____ EXCERPTED DATA
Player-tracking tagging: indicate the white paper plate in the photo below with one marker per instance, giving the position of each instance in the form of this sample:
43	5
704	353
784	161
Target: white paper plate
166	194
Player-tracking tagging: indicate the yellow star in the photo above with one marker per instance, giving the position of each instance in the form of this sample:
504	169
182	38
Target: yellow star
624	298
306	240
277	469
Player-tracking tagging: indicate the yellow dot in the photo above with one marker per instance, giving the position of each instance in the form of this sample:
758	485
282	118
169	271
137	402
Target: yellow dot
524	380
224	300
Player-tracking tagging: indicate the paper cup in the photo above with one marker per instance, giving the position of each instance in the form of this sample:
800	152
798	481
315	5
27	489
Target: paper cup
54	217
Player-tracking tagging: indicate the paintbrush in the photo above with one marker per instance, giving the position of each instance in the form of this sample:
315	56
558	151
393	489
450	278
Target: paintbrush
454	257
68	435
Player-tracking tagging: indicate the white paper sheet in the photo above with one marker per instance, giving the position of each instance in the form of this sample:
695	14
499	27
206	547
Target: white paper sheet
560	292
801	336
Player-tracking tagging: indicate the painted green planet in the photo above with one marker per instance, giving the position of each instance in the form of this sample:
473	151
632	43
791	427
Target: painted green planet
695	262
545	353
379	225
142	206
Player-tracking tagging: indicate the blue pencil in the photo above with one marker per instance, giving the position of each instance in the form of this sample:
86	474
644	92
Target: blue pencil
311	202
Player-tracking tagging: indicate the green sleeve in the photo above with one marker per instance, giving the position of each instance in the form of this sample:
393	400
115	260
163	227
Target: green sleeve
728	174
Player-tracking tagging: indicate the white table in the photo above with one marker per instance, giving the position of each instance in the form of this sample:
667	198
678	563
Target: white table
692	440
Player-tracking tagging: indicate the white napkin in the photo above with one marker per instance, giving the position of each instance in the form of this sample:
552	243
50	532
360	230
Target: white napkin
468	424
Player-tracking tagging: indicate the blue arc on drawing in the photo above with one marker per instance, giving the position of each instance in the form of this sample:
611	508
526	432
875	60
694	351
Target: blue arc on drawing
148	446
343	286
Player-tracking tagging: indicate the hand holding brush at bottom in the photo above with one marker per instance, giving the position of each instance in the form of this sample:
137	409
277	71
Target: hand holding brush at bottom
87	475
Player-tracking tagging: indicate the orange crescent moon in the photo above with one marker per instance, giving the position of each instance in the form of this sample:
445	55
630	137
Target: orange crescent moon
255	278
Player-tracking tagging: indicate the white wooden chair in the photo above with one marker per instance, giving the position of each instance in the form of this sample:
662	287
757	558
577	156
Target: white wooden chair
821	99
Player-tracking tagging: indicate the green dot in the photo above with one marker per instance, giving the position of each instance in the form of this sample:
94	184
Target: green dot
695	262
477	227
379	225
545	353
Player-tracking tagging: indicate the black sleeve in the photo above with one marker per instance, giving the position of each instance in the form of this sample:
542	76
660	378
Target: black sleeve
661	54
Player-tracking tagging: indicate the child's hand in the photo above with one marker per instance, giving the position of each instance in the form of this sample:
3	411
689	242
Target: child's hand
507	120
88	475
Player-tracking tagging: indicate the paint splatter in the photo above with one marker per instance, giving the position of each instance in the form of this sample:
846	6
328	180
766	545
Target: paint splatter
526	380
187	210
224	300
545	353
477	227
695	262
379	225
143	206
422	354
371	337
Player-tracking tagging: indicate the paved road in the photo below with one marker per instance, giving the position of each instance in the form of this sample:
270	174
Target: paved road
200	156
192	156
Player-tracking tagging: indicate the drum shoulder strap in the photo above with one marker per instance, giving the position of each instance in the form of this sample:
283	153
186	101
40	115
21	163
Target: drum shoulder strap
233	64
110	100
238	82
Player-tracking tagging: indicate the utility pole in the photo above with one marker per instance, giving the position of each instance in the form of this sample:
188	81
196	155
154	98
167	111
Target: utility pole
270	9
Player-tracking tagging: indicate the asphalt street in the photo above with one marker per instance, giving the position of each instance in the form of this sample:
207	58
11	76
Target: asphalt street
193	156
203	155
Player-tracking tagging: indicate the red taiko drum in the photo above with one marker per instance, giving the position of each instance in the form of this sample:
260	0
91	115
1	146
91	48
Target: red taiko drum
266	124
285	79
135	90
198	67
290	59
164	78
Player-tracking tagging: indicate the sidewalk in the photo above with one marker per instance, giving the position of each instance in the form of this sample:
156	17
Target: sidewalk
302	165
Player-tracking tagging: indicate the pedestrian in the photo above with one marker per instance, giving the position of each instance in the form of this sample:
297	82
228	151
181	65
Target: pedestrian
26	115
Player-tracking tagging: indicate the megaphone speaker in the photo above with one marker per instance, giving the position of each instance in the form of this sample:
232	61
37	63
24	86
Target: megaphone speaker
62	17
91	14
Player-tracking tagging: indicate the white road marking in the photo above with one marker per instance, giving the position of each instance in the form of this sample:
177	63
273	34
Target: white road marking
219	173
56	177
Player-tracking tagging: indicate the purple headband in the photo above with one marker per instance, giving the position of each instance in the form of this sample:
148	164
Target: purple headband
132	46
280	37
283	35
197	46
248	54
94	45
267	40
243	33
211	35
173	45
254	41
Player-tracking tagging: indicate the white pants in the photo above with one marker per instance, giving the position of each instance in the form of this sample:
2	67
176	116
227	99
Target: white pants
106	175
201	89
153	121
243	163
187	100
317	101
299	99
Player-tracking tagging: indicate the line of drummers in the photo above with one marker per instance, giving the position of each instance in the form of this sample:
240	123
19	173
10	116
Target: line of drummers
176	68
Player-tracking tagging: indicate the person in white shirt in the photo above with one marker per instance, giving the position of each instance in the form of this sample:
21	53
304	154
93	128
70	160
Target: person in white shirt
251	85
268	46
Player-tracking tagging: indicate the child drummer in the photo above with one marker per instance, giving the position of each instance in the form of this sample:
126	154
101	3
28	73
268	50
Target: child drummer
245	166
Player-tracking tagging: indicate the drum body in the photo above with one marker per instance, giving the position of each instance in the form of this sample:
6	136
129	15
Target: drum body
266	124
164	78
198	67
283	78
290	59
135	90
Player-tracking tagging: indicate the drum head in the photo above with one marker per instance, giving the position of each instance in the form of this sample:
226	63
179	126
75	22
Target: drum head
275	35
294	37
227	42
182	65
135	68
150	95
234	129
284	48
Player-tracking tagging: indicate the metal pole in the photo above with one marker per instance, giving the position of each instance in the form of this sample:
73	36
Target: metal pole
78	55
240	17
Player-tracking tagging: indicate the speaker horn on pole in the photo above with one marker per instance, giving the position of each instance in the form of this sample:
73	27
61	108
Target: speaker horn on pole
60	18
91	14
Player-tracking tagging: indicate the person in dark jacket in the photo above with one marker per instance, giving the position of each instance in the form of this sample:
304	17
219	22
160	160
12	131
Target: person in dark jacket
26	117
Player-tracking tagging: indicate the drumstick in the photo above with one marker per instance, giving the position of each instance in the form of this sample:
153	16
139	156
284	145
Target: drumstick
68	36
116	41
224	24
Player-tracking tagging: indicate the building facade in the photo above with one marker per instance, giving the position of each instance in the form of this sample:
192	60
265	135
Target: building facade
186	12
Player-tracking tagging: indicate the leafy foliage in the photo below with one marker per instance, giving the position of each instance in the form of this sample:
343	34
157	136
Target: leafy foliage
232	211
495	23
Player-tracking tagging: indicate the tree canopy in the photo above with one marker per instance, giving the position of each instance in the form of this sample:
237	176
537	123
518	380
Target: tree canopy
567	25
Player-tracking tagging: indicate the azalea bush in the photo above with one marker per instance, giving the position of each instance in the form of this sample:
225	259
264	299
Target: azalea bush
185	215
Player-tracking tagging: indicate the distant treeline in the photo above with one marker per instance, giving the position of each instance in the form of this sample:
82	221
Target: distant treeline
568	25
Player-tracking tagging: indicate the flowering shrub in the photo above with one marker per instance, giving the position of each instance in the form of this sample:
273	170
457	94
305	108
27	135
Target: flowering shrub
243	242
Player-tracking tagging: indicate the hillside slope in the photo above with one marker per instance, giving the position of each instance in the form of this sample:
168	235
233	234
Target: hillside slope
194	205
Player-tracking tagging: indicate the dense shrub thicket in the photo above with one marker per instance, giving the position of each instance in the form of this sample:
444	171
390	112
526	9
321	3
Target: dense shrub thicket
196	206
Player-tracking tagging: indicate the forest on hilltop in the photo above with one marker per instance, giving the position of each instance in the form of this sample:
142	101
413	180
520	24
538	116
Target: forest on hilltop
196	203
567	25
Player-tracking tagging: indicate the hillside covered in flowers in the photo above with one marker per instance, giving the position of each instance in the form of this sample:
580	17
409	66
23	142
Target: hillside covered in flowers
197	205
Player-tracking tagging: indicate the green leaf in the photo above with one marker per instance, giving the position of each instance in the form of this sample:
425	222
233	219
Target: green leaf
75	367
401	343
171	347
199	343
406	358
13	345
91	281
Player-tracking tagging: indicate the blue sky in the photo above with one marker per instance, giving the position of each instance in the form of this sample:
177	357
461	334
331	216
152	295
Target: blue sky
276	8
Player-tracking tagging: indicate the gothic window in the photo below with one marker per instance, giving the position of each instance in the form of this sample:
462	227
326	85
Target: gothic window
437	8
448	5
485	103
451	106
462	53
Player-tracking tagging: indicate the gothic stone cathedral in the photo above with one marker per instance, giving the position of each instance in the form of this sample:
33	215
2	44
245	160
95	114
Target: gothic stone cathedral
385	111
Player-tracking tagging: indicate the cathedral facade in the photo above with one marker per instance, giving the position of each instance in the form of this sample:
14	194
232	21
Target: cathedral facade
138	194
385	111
________
**EXERCISE PROMPT:** Can you quote exactly the lines from the one containing "Player-tracking tagging: indicate the hillside covered" through the last line of the records above, and nothing else?

**TASK RESPONSE:**
Player-tracking tagging: indicate the hillside covered in flowers in the photo above with one marker per instance, giving the position of each instance in the form of this sample:
580	17
409	66
23	142
Target: hillside covered in flowers
197	205
Player-tracking tagging: indicate the green leaf in the photo above with one marker per instance, giving the position of each instance in the form of this sample:
425	222
233	219
Target: green leaf
75	367
401	343
171	347
199	343
406	358
13	345
91	281
Player-tracking tagging: indicate the blue sky in the photo above with one marker per instance, giving the position of each instance in the form of this sample:
177	357
461	334
331	216
152	295
Target: blue sky
276	8
Player-tracking tagging: indicate the gothic window in the photo below with one marker per instance, giving the position of each instance in the form of this sample:
462	227
326	85
Target: gothic window
437	8
448	5
485	103
451	106
462	53
Player-tracking tagging: indicate the gothic stone cathedral in the photo above with one marker per instance, giving the position of each instance in the form of this sample:
33	215
2	44
245	160
95	114
Target: gothic stone cathedral
385	111
Player-tracking tagging: indicate the cathedral facade in the photo above with one marker per instance, giving the position of each instance in the form of this sample:
14	194
232	21
Target: cathedral facade
138	194
385	111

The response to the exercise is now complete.